* [ZU ERLEDIGEN]
Führe den Text über die Le Mans Classic im Anschluss an seinen letzten Satz weiter.

* [TEXTAUSZUG]
Alle zwei Jahre verwandelt sich der ehrwürdige Circuit de la Sarthe in Le Mans in eine Art automotive Operngala – nur mit mehr PS und weniger Pavarotti. Die Le Mans Classic lockt unter anderem jene Spezies von Enthusiasten an, die über genügend Liquidität verfügen, um historische Rennwagen der Jahre 1923 bis 1981 zu sammeln. Die aber auch über die beneidenswerte Gelassenheit verfügen, beim Anblick eines Jaguar D-Type verzückt zu seufzen, ohne zwingend erklären zu können, wie die Mehrscheiben-Trockenkupplung funktioniert, bzw. es nicht tut. Wofür gibt es schließlich Personal.
Das 24 Stunden-Rennen der Le Mans Classic ist ein Biotop der besonderen Art: Rund 750 automobile Preziosen aus den goldenen Dekaden des Motorsports – von den behäbigen Pionieren der 1920er bis zu den turbogeladenen Raketen der frühen 1980er – werden mit ihren meist jüngeren und wohlhabenden Besitzern in sechs chronologisch geordneten Gruppen auf die Strecke geschickt.

* [Annotationsdaten zur Objektlokalisierung]
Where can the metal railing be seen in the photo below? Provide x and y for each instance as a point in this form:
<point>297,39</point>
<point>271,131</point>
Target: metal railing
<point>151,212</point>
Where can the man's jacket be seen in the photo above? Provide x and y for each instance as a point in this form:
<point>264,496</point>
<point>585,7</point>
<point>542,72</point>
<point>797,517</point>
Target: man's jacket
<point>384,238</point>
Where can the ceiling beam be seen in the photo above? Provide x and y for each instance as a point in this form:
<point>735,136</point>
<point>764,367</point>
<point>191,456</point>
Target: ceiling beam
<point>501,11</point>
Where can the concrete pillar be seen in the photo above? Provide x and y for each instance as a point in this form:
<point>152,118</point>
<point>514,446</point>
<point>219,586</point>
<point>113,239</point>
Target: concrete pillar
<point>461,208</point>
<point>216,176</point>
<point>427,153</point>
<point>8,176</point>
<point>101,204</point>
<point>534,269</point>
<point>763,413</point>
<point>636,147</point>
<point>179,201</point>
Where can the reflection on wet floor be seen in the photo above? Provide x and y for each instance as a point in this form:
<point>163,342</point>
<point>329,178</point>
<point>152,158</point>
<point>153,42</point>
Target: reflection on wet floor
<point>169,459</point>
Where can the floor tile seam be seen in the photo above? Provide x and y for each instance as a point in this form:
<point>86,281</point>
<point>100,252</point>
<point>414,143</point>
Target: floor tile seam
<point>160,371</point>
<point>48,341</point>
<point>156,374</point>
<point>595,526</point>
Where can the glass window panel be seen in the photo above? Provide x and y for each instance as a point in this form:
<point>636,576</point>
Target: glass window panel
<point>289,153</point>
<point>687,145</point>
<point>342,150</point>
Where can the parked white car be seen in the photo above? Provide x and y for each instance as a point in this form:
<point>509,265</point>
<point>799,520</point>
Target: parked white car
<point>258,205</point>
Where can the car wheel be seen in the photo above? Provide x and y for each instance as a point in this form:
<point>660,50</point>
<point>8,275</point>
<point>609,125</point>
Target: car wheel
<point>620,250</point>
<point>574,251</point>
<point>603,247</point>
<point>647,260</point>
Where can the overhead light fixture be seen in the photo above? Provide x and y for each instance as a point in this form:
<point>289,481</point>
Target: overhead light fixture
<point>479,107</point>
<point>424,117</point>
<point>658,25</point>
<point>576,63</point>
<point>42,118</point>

* [ERGEBNIS]
Dass diese Herren und gelegentlich Damen der Schöpfung fast immer mehr über Portfoliodiversifikation als über Zündkerzenabstände wissen, schmälert die Sache keineswegs. Im Gegenteil: Ohne ihr honoriges, von Detailkenntnis mitunter ungestörtes Engagement, wären viele diese rollenden Kunstwerke längst auf dem Schrottplatz gelandet.
In dieses erlesene Ambiente hinein präsentiert Richard Mille die RM 30-01 Le Mans Classic. Richard Mille muss man wissen, ist eine Marke, die das Kunststück vollbracht hat, Uhren zu bauen, die nicht nur aussehen wie das Multi-Function Display mit Pitch-, Roll- und Yaw-Fluglagenanzeige eines NASA Orion Spacecraft. Nein, sie sind auch vergleichbar bepreist.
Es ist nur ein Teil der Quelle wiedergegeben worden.